◆ **Exercise brief**
Repeat word for word everything from the line containing "For every instance of the fence" to the end of the listing, first and last lines included, and only that.
>> Start Data provided
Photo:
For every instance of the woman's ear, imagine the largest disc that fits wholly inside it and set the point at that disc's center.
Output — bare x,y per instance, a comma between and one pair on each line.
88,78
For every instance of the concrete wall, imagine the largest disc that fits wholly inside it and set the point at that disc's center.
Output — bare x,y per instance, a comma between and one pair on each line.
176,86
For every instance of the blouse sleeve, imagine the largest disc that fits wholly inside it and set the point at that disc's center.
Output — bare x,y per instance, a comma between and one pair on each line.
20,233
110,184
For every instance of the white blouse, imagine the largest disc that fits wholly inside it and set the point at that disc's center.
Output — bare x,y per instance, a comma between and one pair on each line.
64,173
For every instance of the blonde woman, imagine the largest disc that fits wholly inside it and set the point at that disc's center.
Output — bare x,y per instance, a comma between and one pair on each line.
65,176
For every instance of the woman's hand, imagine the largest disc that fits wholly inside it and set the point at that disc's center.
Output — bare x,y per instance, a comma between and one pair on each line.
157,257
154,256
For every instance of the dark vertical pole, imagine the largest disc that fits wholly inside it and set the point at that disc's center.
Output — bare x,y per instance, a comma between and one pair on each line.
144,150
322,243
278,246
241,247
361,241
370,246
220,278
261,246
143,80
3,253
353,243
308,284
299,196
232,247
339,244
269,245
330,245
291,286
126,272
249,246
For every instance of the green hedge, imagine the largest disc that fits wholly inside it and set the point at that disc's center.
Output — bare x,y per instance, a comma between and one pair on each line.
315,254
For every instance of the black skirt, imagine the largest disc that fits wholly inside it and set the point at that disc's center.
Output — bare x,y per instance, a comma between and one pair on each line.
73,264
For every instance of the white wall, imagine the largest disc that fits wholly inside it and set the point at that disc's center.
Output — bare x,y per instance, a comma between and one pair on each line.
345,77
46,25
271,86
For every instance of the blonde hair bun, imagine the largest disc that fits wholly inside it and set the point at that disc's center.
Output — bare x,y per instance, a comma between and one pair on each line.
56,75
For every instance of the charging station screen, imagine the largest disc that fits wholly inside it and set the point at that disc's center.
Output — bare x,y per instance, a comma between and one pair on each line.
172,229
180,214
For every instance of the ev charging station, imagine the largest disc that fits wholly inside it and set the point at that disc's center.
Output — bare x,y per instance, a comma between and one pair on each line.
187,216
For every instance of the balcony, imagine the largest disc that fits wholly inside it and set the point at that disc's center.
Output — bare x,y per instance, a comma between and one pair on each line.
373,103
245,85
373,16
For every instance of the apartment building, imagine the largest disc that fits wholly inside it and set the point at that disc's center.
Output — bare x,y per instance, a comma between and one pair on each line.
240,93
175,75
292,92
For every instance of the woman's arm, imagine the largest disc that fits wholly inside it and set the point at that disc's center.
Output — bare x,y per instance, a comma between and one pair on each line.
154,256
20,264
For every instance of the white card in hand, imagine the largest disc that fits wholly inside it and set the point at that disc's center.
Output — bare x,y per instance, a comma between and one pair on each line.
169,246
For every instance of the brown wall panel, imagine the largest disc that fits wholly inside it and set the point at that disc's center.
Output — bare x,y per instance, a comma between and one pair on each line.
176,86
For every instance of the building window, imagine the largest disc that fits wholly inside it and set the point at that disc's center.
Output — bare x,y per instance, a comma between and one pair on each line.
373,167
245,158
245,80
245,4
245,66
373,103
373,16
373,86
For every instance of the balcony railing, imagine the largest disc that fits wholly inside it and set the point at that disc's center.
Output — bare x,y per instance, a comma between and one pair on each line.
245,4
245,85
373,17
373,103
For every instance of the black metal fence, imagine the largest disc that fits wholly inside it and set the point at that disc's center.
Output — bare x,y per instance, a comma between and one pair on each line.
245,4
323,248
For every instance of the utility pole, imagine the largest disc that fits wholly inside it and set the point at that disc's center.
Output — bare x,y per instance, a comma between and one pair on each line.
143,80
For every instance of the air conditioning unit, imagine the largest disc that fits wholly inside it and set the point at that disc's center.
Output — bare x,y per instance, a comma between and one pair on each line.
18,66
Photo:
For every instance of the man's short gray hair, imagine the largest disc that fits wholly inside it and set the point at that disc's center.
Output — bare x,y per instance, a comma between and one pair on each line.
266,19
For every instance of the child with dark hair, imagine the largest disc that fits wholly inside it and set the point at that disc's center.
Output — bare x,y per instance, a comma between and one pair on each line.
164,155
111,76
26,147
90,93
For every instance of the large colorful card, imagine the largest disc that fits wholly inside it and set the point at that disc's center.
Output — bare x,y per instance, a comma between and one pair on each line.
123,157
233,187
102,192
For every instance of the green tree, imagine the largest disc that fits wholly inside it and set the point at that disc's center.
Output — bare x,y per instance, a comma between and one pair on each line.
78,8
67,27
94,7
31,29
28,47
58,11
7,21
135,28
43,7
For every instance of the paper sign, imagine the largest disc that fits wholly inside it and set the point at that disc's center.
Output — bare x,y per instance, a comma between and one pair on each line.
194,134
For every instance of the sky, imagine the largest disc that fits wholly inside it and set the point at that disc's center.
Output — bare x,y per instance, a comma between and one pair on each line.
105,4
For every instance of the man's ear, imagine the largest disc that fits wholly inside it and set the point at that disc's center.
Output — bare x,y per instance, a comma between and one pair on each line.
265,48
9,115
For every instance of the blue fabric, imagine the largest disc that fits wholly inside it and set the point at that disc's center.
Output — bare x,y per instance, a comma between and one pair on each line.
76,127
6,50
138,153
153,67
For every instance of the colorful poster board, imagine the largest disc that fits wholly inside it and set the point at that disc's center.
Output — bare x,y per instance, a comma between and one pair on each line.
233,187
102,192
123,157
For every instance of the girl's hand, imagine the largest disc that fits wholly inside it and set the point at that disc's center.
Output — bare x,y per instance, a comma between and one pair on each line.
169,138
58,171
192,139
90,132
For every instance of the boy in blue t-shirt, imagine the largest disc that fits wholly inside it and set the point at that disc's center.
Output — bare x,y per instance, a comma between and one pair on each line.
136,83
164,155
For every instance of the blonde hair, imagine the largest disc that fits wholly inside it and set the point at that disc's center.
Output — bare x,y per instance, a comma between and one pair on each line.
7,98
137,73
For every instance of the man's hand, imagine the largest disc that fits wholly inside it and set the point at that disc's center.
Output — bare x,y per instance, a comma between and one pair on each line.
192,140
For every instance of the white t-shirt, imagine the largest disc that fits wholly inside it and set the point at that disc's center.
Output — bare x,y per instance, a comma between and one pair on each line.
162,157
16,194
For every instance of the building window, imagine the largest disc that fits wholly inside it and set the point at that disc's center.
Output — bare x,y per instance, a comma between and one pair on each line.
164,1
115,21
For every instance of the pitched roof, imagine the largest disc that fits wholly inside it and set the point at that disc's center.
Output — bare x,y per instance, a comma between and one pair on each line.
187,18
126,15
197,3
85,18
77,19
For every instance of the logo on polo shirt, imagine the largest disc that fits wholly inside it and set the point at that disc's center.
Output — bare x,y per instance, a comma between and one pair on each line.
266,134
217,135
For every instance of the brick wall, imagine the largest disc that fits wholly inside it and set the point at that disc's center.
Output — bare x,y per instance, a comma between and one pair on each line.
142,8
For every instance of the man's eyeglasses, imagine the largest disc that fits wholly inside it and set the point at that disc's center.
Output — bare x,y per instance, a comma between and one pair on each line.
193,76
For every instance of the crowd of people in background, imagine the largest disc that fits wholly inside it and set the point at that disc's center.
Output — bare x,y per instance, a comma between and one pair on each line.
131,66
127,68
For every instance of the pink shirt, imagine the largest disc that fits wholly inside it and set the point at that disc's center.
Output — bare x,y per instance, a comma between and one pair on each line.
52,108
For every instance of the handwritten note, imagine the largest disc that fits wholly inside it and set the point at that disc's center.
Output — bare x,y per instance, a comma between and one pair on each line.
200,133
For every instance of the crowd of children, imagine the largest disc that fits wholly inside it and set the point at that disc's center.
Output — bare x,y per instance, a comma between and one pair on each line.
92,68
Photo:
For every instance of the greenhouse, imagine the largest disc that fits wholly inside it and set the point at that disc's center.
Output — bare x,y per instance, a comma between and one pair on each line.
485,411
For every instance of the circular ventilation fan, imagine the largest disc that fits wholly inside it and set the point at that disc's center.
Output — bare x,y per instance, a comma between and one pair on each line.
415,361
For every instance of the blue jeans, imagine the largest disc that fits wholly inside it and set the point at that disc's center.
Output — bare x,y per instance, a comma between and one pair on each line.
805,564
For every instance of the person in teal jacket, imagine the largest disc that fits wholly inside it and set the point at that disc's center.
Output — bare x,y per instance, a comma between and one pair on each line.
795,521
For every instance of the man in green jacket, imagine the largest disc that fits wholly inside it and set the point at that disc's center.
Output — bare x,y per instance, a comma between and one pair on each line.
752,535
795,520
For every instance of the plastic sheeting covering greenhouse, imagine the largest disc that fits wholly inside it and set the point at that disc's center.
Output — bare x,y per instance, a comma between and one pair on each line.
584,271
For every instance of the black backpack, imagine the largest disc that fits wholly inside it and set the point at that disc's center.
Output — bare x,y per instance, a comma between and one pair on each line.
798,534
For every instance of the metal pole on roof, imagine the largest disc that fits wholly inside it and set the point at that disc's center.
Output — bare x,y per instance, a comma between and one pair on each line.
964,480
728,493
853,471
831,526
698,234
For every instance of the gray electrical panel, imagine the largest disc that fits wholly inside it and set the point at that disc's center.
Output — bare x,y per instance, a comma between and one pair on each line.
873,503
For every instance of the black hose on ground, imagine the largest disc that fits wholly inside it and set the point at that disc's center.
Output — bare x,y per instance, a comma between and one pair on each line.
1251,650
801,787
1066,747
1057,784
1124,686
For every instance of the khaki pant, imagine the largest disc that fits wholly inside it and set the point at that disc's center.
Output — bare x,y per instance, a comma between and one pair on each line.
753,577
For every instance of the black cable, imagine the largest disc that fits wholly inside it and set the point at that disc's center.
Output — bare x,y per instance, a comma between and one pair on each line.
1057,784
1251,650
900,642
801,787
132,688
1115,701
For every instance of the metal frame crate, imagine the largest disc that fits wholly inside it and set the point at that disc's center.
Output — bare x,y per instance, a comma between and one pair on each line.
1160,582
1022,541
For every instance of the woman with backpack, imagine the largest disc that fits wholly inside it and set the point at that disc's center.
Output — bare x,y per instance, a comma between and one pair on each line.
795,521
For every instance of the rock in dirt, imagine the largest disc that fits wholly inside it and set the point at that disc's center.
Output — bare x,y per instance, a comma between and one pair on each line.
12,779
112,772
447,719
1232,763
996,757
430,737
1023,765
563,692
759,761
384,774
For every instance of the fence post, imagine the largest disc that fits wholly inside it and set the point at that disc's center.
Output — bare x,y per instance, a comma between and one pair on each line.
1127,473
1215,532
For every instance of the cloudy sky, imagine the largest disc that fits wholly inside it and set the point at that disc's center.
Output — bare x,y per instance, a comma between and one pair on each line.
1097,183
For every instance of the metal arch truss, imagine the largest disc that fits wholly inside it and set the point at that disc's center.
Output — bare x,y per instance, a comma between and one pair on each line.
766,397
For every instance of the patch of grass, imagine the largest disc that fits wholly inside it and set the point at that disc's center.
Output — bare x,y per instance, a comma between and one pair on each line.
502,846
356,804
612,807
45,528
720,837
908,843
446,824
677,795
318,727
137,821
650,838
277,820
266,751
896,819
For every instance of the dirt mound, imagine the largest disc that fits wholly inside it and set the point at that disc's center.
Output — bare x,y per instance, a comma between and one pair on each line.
>> End Data provided
◆ **Finished task**
For every instance of the fence post, imagine the largest disc that fits wholly inside it and set the point at that disc's center.
Output — bare x,y per instance, a comma between and one pair on each line.
1127,473
1215,532
For every instance of the cloudy sky, imagine the largest disc that fits wholly inside it and set the point at that disc's center.
Output — bare x,y per instance, a comma between and one pair on each line.
1097,183
For every instance of the metal arch truss, imagine the largest disc that fits wholly inside it and set the point at that disc's center.
Output — bare x,y per instance, a comma between and one pair on each line.
766,397
For every instance of the patch of grass, imagine the largest disc that fits wholly inside it and set the point at that disc's center.
Output — bare x,y per instance, a comma between and one pair on each line.
502,846
356,804
612,807
45,528
720,837
908,843
446,824
677,795
318,727
137,821
650,838
277,820
266,751
896,819
For every instance of the dirt mound, imagine the largest disc that fits wholly inside it and set the point at that disc's center.
Output — bare x,y per instance, a comma between and one pair on each line.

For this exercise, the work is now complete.